TASK GOAL: Reproduce the listing below verbatim, from its first line to its last, and omit the picture.

DATA PROVIDED:
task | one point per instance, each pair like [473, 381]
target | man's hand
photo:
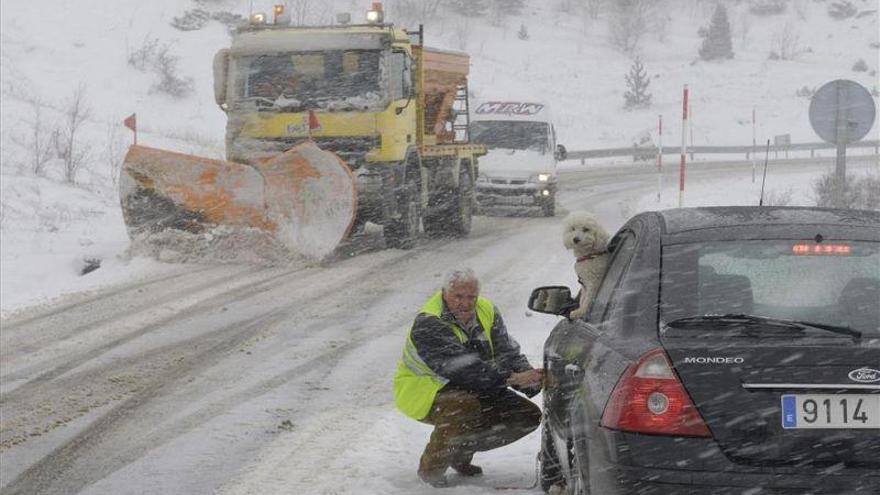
[527, 379]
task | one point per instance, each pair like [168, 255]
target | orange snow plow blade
[305, 198]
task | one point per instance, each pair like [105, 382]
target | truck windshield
[330, 80]
[832, 283]
[511, 134]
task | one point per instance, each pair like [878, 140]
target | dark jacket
[469, 365]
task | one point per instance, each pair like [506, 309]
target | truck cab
[519, 171]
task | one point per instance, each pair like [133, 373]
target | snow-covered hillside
[55, 50]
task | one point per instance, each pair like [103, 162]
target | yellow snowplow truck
[327, 128]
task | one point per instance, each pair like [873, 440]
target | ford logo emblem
[865, 375]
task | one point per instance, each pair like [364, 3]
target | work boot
[437, 480]
[467, 469]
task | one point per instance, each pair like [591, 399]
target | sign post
[684, 107]
[842, 112]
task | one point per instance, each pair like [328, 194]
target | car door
[571, 346]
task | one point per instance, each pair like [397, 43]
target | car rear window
[831, 282]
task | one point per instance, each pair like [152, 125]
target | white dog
[589, 242]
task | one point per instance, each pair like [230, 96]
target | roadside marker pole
[131, 123]
[684, 108]
[691, 126]
[754, 144]
[660, 158]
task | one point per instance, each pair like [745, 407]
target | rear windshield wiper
[740, 319]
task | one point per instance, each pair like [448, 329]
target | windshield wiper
[746, 319]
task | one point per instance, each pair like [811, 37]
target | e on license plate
[842, 411]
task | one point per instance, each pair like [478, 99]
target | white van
[520, 169]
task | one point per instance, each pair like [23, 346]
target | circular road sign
[842, 112]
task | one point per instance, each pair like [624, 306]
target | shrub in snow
[413, 12]
[637, 82]
[191, 20]
[786, 44]
[628, 22]
[805, 92]
[157, 58]
[143, 58]
[858, 192]
[228, 19]
[716, 39]
[860, 66]
[499, 10]
[842, 10]
[766, 7]
[779, 198]
[170, 82]
[66, 137]
[469, 8]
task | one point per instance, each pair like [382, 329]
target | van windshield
[330, 80]
[510, 134]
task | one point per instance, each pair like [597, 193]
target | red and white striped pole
[684, 107]
[754, 145]
[659, 157]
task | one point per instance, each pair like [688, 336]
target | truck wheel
[401, 233]
[452, 210]
[462, 216]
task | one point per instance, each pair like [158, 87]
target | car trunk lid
[745, 387]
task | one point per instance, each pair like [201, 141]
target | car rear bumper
[646, 464]
[528, 194]
[647, 481]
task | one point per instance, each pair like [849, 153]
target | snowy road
[241, 380]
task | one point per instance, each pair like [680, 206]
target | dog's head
[583, 234]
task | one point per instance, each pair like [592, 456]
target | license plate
[842, 411]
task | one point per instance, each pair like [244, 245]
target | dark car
[728, 350]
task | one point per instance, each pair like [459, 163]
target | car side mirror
[554, 300]
[561, 153]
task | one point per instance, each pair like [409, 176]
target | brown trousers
[465, 422]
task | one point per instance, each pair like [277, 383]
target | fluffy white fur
[583, 234]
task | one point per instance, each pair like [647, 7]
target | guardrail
[647, 153]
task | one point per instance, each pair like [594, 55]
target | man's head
[460, 291]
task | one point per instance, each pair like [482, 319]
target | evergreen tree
[716, 39]
[469, 8]
[637, 82]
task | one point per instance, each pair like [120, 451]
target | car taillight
[649, 398]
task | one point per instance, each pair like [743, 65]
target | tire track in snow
[15, 322]
[90, 444]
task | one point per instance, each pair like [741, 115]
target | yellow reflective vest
[416, 384]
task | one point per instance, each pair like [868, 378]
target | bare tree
[461, 33]
[37, 142]
[66, 137]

PROBLEM SOLUTION:
task | one point per instance, each pair like [473, 381]
target | man's hand
photo:
[527, 379]
task | one point per instance, each pair like [168, 255]
target | orange snow plow blade
[305, 198]
task | one point per instance, each pair like [105, 382]
target | truck windshield
[330, 80]
[832, 283]
[511, 134]
task | one point per instance, each pair like [878, 140]
target | dark jacket
[469, 365]
task | one point per instance, each pair like [506, 309]
target | truck cab
[519, 171]
task | one point per instance, each pair like [133, 373]
target | snow-covered hillside
[55, 50]
task | one point per instance, each pair like [103, 162]
target | yellow snowplow truck
[327, 128]
task | one point per instance, each pair like [873, 440]
target | ford logo emblem
[865, 375]
task | one point per instance, each pair like [364, 3]
target | work boot
[437, 480]
[467, 469]
task | one point per instance, each pair like [591, 399]
target | sign post
[684, 107]
[842, 112]
task | one point per instance, each pair like [328, 194]
target | car door
[571, 346]
task | one point per instance, each pair like [397, 43]
target | car rear window
[831, 282]
task | one point per instance, each pair like [152, 125]
target | white dog
[589, 242]
task | one point per instance, each pair like [230, 96]
target | roadside marker pole
[131, 123]
[684, 108]
[691, 126]
[754, 144]
[660, 158]
task | one point per instance, each pair like [745, 407]
target | rear windshield wiper
[740, 319]
task | one point per instance, each pair like [448, 329]
target | windshield wiper
[746, 319]
task | one point per instance, each pair like [811, 37]
target | e on license plate
[842, 411]
task | one point per instance, each pair like [478, 99]
target | white van
[520, 169]
task | one point per instance, each pair like [23, 346]
target | circular road sign
[842, 112]
task | one point per instance, each pair like [624, 306]
target | shrub in snow
[413, 12]
[637, 82]
[191, 20]
[786, 44]
[628, 22]
[805, 92]
[157, 58]
[143, 58]
[858, 192]
[228, 19]
[716, 39]
[860, 66]
[499, 10]
[842, 10]
[766, 7]
[779, 198]
[170, 82]
[66, 137]
[469, 8]
task | one point per instance, each pair like [382, 329]
target | van windshield
[330, 80]
[510, 134]
task | one point per instance, each pair like [597, 193]
target | red and white striped pole
[684, 107]
[754, 145]
[659, 157]
task | one point per instance, each pair like [688, 336]
target | truck wheel
[401, 233]
[452, 210]
[462, 216]
task | one point per instance, each pair like [158, 87]
target | car trunk lid
[745, 387]
task | one point per instance, each pair like [201, 141]
target | car rear bumper
[646, 464]
[528, 194]
[647, 481]
task | one point per instance, each pair like [849, 153]
target | snowy road
[241, 380]
task | one point per instance, each pair like [680, 206]
target | dog's head
[583, 234]
task | one point per instance, each pair like [592, 456]
target | license plate
[842, 411]
task | one point per instance, each pair like [244, 245]
target | dark car
[728, 350]
task | one point per instance, each pair like [459, 163]
target | car side mirror
[554, 300]
[561, 153]
task | one point per instance, each pair like [409, 176]
target | brown trousers
[465, 422]
task | one point per instance, each pair like [277, 383]
target | fluffy white fur
[583, 234]
task | one point per instance, each pair like [647, 7]
target | guardrail
[647, 153]
task | one point per instance, each pair like [594, 55]
target | man's head
[460, 291]
task | one point per instance, each pair like [482, 319]
target | evergreen tree
[716, 39]
[469, 8]
[637, 82]
task | one point per instance, each pair like [120, 451]
target | car taillight
[649, 398]
task | one point per instance, each pair like [743, 65]
target | tire track in snow
[15, 322]
[90, 444]
task | one point per instance, each pair like [741, 115]
target | yellow reflective vest
[416, 384]
task | one point per instance, each pair like [868, 378]
target | bare tree
[461, 33]
[37, 142]
[66, 137]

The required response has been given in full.